Téa Obreht with Buffalo (1987) by Kappy Wells, Cathedral of St John the Divine, New York. Photograph: Ali Smith/The Guardian
Téa Obreht with Buffalo (1987) by Kappy Wells, Cathedral of St John the Divine, New York. Photograph: Ali Smith/The Guardian

Téa Obreht: ‘In America, we make progress, then revert in horrific ways'

This article is more than 4 years old

At 25, she won the Orange prize with her first novel, The Tiger’s Wife. In her long awaited follow-up, she tackles the history of the American west

How do you disrupt the mythology of the American west, with its campfires and cowboys, and its spirit of masculine self-reliance? If you’re Téa Obreht, you add creatures – and people – who belong to the history but not to the myth. You add, say, camels. Inland, the long-awaited follow-up to her 2011 Orange prize-winning debut The Tiger’s Wife, takes place in the late 19th century across Arizona and its neighbouring territories. It braids together the stories of Nora, an anxious homesteader struggling to hold her family together, and Lurie, a drifter who ends up attaching himself to a real-life convoy of camels imported from the Middle East to test their suitability for military service. Obreht stumbled across the surreal story of the camels by chance, listening to the podcast Stuff You Missed in History Class. She describes the episode with palpable delight: “It’s about two women who are beset on their homestead by a creature that they can’t identify and which they claim has supernatural powers. They call it a demon horse.” The apparition turns out to be an escaped camel, with a macabre twist that is best saved for the novel. She found the story “wild, and so grotesque and wonderful!” – and her obsession was fired.

* [STATED GOAL A]: Rewrite the paragraph in the Téa Obreht article that begins "How do you disrupt the mythology" as a bulleted list, keeping its main facts.
The dataset entries have no connection to the article.

* [Dataset entries]:
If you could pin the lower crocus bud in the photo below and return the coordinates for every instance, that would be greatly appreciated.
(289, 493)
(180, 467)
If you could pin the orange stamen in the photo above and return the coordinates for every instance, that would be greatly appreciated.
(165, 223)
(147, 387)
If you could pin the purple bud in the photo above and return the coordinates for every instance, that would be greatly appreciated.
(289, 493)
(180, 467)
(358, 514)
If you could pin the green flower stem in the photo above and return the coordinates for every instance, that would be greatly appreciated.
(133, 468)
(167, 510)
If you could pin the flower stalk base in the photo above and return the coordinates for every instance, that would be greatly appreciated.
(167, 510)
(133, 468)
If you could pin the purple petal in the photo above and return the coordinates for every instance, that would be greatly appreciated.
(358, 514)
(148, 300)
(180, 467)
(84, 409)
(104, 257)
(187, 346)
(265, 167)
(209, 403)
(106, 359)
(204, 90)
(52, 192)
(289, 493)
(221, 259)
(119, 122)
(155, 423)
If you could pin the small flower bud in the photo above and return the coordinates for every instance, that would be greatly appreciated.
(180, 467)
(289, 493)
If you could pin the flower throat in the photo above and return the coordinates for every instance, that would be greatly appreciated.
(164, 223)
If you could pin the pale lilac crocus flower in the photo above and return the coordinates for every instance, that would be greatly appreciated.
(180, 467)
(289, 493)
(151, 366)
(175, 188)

* [STATED GOAL B]: Duplicate the lines of the dataset entries starting with the line that contains "If you could pin the purple petal" and going on through the last line of the dataset entries, with both of those lines included.

* [FINAL RESULT A]:
- Téa Obreht disrupts the mythology of the American west by adding creatures and people who belong to its history but not its myth, such as camels.
- Her novel Inland is the long-awaited follow-up to The Tiger's Wife, her debut, which won the Orange prize in 2011.
- Inland is set in the late 19th century across Arizona and its neighboring territories.
- It braids together two stories: that of Nora, an anxious homesteader struggling to hold her family together, and that of Lurie, a drifter.
- Lurie attaches himself to a real-life convoy of camels imported from the Middle East to test their suitability for military service.
- Obreht came across the story of the camels by chance while listening to the podcast Stuff You Missed in History Class.
- The episode tells of two women on a homestead beset by an unidentifiable creature they call a demon horse and claim has supernatural powers.
- The creature turns out to be an escaped camel, with a macabre twist best saved for the novel.
- Obreht found the story "wild, and so grotesque and wonderful!", and it set off her obsession.

* [FINAL RESULT B]:
If you could pin the purple petal in the photo above and return the coordinates for every instance, that would be greatly appreciated.
(358, 514)
(148, 300)
(180, 467)
(84, 409)
(104, 257)
(187, 346)
(265, 167)
(209, 403)
(106, 359)
(204, 90)
(52, 192)
(289, 493)
(221, 259)
(119, 122)
(155, 423)
If you could pin the small flower bud in the photo above and return the coordinates for every instance, that would be greatly appreciated.
(180, 467)
(289, 493)
If you could pin the flower throat in the photo above and return the coordinates for every instance, that would be greatly appreciated.
(164, 223)
If you could pin the pale lilac crocus flower in the photo above and return the coordinates for every instance, that would be greatly appreciated.
(180, 467)
(289, 493)
(151, 366)
(175, 188)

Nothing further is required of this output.